* REQUIREMENTS *
Please reproduce the passage of the book review on women's leadership in Orthodox Judaism word for word, starting at "Rabbi Prof. Daniel" and ending at "in Jewish life.".

--- begin EXCERPT TO READ ---

May a woman be a leader in the Orthodox Jewish community?

“I fully believe that the Halacha [Jewish law] has to respond actively and positively to the burning challenges of the times, and, in our days, high on these priorities is the status of women."

WOMEN PRAY at a synagogue in Jerusalem’s Nahlaot neighborhood (photo credit: HADAS PARUSH/FLASH90)
WOMEN PRAY at a synagogue in Jerusalem’s Nahlaot neighborhood
(photo credit: HADAS PARUSH/FLASH90)
Rabbi Prof. Daniel Sperber is a champion of the emergence of highly-educated women taking on leadership roles in the Orthodox Jewish community today. In the acknowledgment section of his newest book, Rabba, Maharat, Rabbanit, Rebbetzin, Sperber explains why he supports this change in Jewish life.
“I am not a feminist, but rather a halachist,” he claims. “I fully believe that the Halacha [Jewish law] has to respond actively and positively to the burning challenges of the times, and, in our days, high on these priorities is the status of women in Judaism.”
True to Sperber’s self-definition as a halachist, this book is a dense halachic work, written for students and scholars of Jewish law. In the first 100 heavily footnoted pages, he presents both the arguments of his Orthodox rabbinic colleagues that oppose the trend of women in halachic leadership and his response to each argument, supporting his conclusions using halachic texts.
He addresses separately the issues of women in rabbinic positions and women, more generally, in positions of communal authority such as in financial, political, legal or administrative roles. In his conclusion, Sperber plainly states, “I have tried to demonstrate that a careful study of the relevant sources leads us to the conclusion that there is no halachic impediment to a woman’s appointment to a leadership position.”
Aware that, for all his support, he writes from a male perspective, Sperber includes a scholarly afterword, solicited especially for this volume from Rabbanit Dr. Michal Tikochinsky.

--- end EXCERPT TO READ ---
--- begin PROVIDED INFORMATION ---

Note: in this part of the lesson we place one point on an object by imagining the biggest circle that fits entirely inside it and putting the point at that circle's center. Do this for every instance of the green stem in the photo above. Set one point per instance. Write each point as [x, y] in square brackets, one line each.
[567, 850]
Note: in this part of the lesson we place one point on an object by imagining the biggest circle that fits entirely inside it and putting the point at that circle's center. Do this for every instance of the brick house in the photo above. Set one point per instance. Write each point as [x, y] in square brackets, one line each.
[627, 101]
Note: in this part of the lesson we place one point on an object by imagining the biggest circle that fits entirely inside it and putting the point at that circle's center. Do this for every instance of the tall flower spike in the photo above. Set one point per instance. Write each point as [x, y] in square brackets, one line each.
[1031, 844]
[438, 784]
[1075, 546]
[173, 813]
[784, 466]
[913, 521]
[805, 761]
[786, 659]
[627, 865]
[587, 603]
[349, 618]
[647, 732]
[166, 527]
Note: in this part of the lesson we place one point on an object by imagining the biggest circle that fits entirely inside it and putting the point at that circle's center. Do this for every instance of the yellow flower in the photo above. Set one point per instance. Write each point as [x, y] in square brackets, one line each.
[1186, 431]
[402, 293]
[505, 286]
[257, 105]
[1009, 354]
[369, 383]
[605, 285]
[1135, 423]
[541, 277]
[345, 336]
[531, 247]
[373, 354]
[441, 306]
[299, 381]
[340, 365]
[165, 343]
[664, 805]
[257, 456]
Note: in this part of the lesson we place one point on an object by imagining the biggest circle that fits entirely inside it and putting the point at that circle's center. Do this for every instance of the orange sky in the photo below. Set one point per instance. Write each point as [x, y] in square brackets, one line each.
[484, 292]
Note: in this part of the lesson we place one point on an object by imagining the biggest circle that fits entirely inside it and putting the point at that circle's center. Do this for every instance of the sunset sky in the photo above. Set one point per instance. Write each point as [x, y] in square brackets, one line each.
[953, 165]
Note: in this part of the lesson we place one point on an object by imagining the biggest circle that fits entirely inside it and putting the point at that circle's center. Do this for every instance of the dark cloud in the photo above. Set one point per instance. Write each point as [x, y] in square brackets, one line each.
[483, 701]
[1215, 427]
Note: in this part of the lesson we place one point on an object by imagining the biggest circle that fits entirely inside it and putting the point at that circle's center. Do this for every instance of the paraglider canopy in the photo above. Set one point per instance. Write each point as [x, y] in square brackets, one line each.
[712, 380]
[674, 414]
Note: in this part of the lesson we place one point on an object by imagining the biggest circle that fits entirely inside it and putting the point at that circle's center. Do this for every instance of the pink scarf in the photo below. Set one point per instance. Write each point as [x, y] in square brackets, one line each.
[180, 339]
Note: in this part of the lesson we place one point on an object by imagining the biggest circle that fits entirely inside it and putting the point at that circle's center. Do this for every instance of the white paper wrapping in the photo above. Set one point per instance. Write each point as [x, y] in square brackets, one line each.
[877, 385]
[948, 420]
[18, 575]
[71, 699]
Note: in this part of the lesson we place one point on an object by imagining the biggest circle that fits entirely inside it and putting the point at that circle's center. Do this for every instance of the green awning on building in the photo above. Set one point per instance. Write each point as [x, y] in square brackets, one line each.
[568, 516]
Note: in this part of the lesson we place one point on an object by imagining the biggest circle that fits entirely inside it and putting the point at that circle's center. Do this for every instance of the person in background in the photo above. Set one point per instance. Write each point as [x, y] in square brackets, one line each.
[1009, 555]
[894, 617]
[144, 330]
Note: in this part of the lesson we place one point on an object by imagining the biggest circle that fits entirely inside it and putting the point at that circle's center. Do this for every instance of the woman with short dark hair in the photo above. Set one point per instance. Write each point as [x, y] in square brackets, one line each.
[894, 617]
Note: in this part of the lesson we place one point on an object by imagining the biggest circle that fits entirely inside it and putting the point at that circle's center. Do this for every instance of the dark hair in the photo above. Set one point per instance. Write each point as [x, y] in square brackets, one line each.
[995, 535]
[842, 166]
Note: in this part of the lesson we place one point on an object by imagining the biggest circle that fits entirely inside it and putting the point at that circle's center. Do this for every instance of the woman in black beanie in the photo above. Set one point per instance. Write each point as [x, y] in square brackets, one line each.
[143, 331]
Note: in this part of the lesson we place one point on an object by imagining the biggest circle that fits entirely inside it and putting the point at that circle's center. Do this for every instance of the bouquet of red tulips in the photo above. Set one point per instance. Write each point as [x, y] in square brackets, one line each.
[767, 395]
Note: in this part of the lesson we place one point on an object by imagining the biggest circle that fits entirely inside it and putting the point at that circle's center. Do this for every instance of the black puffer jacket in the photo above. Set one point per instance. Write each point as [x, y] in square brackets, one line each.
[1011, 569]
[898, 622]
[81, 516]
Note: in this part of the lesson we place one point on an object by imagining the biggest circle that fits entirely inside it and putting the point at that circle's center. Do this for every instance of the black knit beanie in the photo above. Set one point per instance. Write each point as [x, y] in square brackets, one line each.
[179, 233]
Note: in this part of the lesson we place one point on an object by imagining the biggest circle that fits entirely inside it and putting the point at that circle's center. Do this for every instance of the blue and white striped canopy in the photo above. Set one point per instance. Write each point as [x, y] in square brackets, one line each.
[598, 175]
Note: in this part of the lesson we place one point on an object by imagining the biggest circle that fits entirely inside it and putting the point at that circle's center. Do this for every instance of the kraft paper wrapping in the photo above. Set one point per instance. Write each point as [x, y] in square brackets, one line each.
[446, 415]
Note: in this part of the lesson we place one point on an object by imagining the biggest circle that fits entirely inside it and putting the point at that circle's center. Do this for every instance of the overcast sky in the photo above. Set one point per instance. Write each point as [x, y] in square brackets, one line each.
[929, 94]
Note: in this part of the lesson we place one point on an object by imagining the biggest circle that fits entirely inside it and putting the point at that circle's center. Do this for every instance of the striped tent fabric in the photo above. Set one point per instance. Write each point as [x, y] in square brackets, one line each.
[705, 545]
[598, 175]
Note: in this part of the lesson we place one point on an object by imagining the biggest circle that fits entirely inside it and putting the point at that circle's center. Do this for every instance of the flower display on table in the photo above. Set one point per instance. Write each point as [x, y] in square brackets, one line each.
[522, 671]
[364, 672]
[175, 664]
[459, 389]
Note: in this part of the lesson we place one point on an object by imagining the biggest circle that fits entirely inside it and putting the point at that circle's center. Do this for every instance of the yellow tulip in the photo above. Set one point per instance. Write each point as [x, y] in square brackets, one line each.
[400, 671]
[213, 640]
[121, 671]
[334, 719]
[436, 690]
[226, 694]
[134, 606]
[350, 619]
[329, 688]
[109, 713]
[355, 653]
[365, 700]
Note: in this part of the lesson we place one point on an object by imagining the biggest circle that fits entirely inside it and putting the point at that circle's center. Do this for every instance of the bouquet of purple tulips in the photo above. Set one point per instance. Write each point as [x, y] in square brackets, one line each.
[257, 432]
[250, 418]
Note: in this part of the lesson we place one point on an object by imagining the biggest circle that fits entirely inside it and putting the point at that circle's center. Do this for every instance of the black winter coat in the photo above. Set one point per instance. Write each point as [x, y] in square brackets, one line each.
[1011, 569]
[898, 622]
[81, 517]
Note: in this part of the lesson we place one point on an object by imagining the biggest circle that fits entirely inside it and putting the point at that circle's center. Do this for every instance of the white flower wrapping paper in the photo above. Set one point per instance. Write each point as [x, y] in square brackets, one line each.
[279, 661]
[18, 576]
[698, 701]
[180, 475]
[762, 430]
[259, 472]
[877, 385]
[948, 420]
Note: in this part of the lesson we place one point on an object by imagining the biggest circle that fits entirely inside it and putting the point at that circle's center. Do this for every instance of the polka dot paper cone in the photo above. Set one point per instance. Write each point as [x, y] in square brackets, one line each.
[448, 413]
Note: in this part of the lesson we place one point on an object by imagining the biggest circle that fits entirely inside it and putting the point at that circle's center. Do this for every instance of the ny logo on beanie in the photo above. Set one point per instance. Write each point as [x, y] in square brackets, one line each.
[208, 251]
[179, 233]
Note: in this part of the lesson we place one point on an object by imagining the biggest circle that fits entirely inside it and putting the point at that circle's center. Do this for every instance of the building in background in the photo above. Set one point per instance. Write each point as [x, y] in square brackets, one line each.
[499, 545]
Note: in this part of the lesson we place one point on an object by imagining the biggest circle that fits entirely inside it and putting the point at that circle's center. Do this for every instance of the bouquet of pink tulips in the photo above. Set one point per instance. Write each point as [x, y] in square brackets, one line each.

--- end PROVIDED INFORMATION ---

* PROBLEM SOLUTION *
Rabbi Prof. Daniel Sperber is a champion of the emergence of highly-educated women taking on leadership roles in the Orthodox Jewish community today. In the acknowledgment section of his newest book, Rabba, Maharat, Rabbanit, Rebbetzin, Sperber explains why he supports this change in Jewish life.